Krisis Iklim yang Berdampak pada Pangan Lokal di Lembata
- Krisis iklim yang terjadi berdampak pada pangan lokal di Lembata, Nusa Tenggara Timur.
- Tanaman padi masyarakat gagal panen akibat kondisi cuaca yang berubah. Sejak 2017, warga Tapobali, Kecamatan Wulandoni, Kabupaten Lembata, antusias menanam sorgum, sebagai bahan pangan, selain padi dan jagung.
- Perubahan curah hujan membuat petani harus menyesuaikan jadwal tanam. Awalnya Oktober kini bergeser Desember.
- Laporan kajian baseline perubahan iklim di Kabupaten Lembata oleh Koalisi Pangan Baik dibawah program Voice for Just Climate Action [VCA] menyebutkan, sebagian besar wilayah di Kabupaten Lembata memiliki curah hujan tergolong menengah, yakni 51-150 mm.
Bekas pohon sorgum terlihat mengering di antara jambu mete [Anacardium occidentale] di atas Desa Tapobali, Kecamatan Wulandoni, Kabupaten Lembata, NTT. Desa ini dihuni 114 kepala keluarga [KK] yang sebanyak 102 KK merupakan petani.
Ditemani Hendrikus Bua Kilok [26] dan Ambrosia Ero [42], warga setempat, kami keliling kebun tersebut, Rabu [1/11/2023].
Hendrikus mengatakan, biasanya Oktober sudah turun hujan, Namun, hingga awal November cuaca masih panas.
“Kami mulai membersihkan lahan dan siap menanam saat hujan turun,” tuturnya.
Sorgum bisa ditanam di lahan yang sudah ada pohon mete.

### Bahan Latihan
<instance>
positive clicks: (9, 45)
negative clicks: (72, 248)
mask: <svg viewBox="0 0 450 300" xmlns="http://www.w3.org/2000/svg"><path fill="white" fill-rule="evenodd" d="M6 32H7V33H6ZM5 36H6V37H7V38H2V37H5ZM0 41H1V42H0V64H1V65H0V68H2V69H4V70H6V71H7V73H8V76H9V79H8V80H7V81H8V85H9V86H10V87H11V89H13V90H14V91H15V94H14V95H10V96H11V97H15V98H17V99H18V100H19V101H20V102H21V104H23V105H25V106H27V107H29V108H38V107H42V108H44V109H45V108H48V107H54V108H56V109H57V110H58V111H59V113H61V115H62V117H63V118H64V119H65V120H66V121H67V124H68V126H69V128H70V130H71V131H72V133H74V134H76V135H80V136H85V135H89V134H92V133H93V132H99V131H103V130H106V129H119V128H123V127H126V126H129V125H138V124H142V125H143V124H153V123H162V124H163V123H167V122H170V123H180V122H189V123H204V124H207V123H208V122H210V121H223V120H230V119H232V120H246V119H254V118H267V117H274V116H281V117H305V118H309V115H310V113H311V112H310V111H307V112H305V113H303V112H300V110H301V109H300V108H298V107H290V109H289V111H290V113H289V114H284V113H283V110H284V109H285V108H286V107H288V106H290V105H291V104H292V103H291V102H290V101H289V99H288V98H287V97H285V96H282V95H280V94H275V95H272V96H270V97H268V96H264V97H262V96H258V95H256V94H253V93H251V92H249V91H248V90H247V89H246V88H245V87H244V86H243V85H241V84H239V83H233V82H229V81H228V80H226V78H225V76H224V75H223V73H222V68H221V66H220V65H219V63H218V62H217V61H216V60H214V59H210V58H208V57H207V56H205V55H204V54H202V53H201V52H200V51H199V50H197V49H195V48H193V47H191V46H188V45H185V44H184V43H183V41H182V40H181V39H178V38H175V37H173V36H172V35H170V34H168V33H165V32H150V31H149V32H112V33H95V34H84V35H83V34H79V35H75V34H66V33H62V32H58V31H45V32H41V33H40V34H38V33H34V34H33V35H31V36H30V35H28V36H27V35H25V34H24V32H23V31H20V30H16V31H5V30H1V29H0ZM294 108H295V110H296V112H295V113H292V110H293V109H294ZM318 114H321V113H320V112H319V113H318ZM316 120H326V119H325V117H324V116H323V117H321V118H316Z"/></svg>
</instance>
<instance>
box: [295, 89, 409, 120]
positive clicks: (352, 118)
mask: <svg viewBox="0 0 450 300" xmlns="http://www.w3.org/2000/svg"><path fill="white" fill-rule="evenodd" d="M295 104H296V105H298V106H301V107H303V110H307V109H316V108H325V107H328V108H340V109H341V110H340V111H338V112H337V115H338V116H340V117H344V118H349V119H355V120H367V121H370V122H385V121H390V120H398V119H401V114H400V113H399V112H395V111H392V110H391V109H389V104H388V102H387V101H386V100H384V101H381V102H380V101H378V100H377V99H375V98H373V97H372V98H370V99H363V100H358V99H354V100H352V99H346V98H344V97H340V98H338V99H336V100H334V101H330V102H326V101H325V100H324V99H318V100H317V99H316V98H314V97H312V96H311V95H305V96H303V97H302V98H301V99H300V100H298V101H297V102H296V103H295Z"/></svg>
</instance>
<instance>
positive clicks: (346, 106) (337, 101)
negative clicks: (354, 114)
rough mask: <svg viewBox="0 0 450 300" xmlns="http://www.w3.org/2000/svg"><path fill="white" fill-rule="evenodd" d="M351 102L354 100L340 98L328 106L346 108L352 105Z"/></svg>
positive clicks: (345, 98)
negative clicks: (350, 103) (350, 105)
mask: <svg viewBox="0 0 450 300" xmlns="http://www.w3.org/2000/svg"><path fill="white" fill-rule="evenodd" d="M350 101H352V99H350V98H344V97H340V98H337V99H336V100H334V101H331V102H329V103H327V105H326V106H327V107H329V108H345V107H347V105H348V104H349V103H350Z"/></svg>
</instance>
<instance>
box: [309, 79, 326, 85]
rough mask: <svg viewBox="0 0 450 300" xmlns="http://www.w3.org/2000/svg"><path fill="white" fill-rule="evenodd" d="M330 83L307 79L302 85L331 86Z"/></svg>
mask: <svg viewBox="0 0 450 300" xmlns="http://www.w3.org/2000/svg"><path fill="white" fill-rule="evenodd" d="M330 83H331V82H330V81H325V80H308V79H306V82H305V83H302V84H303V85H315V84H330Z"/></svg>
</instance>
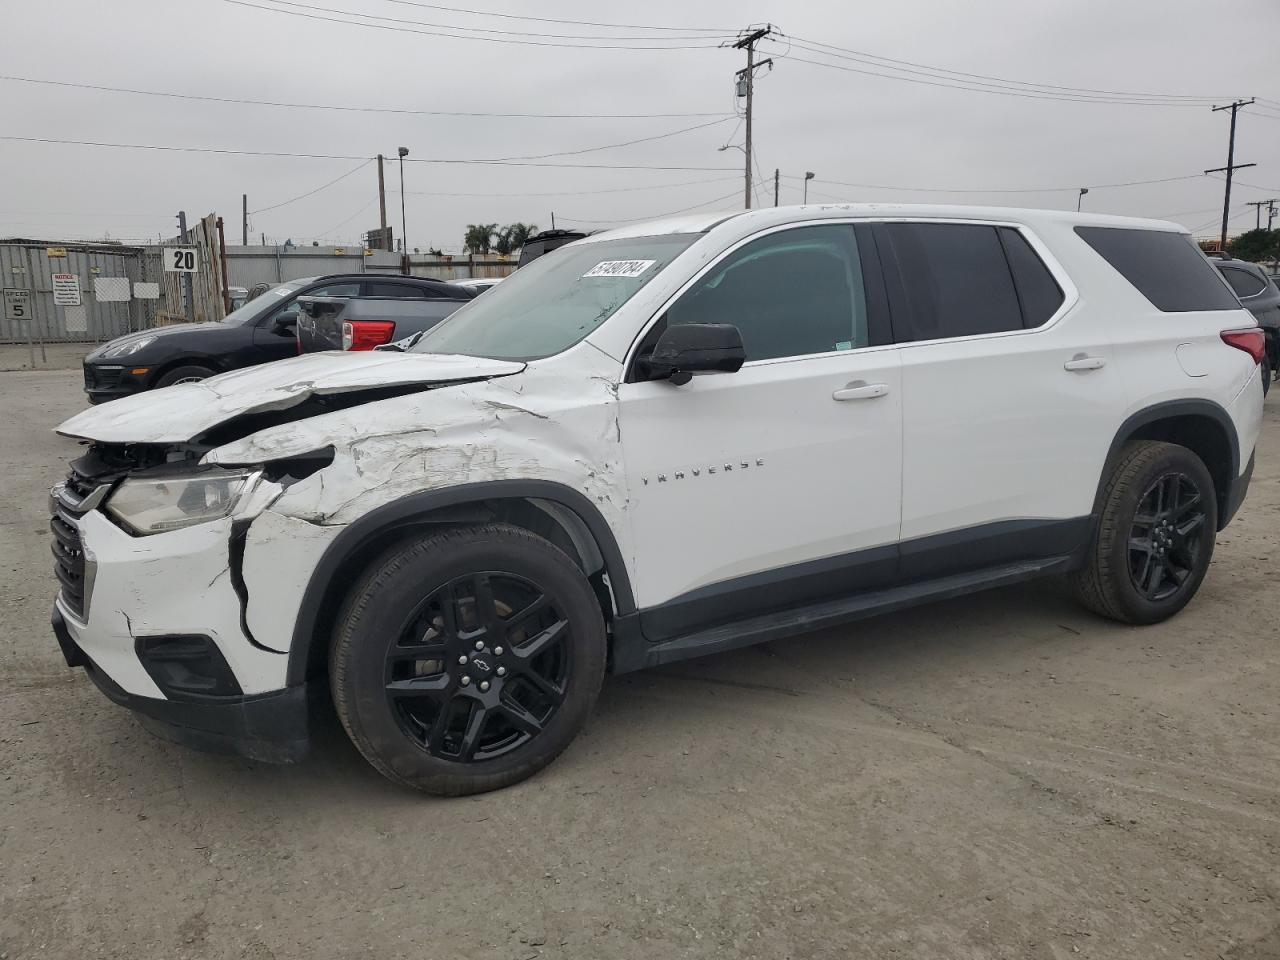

### Tugas Kerja 1
Salin kata demi kata bagian teks tentang pangan lokal di Lembata, mulai dari "Bekas pohon sorgum" sampai dengan "cuaca masih panas.".
### Tugas Kerja 2
Ubah baris-baris pada entri, mulai dari baris yang memuat "negative clicks: (350, 103) (350, 105)" sampai dengan akhir entri, menjadi daftar JSON berisi string dengan satu string untuk setiap baris dan tanpa baris kosong. Jangan sertakan gambar dalam jawaban.

### Jawaban Akhir 1
Bekas pohon sorgum terlihat mengering di antara jambu mete [Anacardium occidentale] di atas Desa Tapobali, Kecamatan Wulandoni, Kabupaten Lembata, NTT. Desa ini dihuni 114 kepala keluarga [KK] yang sebanyak 102 KK merupakan petani.
Ditemani Hendrikus Bua Kilok [26] dan Ambrosia Ero [42], warga setempat, kami keliling kebun tersebut, Rabu [1/11/2023].
Hendrikus mengatakan, biasanya Oktober sudah turun hujan, Namun, hingga awal November cuaca masih panas.

### Jawaban Akhir 2
[
  "negative clicks: (350, 103) (350, 105)",
  "mask: <svg viewBox=\"0 0 450 300\" xmlns=\"http://www.w3.org/2000/svg\"><path fill=\"white\" fill-rule=\"evenodd\" d=\"M350 101H352V99H350V98H344V97H340V98H337V99H336V100H334V101H331V102H329V103H327V105H326V106H327V107H329V108H345V107H347V105H348V104H349V103H350Z\"/></svg>",
  "</instance>",
  "<instance>",
  "box: [309, 79, 326, 85]",
  "rough mask: <svg viewBox=\"0 0 450 300\" xmlns=\"http://www.w3.org/2000/svg\"><path fill=\"white\" fill-rule=\"evenodd\" d=\"M330 83L307 79L302 85L331 86Z\"/></svg>",
  "mask: <svg viewBox=\"0 0 450 300\" xmlns=\"http://www.w3.org/2000/svg\"><path fill=\"white\" fill-rule=\"evenodd\" d=\"M330 83H331V82H330V81H325V80H308V79H306V82H305V83H302V84H303V85H315V84H330Z\"/></svg>",
  "</instance>"
]